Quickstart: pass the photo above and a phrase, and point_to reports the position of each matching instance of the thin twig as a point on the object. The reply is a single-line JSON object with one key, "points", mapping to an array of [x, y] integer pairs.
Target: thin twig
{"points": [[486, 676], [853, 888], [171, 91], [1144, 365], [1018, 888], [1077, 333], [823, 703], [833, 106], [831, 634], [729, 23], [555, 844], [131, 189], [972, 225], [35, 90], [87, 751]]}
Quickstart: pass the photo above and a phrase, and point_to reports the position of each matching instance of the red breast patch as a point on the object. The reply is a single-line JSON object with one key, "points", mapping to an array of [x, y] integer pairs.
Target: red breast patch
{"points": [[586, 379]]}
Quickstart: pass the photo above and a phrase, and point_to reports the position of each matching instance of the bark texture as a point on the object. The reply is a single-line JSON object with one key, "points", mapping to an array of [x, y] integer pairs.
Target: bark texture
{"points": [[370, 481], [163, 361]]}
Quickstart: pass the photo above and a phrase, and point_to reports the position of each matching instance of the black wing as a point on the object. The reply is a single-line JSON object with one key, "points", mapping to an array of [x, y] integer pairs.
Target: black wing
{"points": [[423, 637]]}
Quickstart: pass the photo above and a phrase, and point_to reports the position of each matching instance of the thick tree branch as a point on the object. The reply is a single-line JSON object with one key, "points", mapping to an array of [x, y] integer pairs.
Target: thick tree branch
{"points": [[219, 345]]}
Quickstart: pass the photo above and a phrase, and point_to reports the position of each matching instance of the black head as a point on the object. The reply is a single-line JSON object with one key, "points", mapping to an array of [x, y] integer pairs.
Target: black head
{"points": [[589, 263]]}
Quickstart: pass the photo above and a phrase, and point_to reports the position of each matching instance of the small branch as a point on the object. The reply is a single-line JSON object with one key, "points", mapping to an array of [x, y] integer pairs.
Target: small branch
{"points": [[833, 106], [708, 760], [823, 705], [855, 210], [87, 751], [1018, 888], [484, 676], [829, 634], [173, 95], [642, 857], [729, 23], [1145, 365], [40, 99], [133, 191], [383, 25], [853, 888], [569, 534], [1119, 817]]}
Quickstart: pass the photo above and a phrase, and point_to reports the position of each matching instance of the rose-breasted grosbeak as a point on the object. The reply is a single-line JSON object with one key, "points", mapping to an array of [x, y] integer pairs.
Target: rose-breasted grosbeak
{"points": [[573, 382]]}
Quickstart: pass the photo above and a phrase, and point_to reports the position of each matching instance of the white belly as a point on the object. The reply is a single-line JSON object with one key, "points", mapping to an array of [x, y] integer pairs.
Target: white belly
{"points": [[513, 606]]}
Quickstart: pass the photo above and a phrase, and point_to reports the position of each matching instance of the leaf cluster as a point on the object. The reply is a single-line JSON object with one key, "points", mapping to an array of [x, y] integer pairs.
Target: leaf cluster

========================

**What to work on**
There is a run of lines above from the one with "Target: black head" to the one with "of the small"; print exactly that run, both ends included, and nothing else.

**Written response**
Target: black head
{"points": [[589, 263]]}
Quickstart: pass the photo above and a phrase, and point_to reports the position of each matching instance of the small branch as a point on the object. The reply is a single-line JSON object with one key, "points", mapping to an array of [x, y] integer pairs.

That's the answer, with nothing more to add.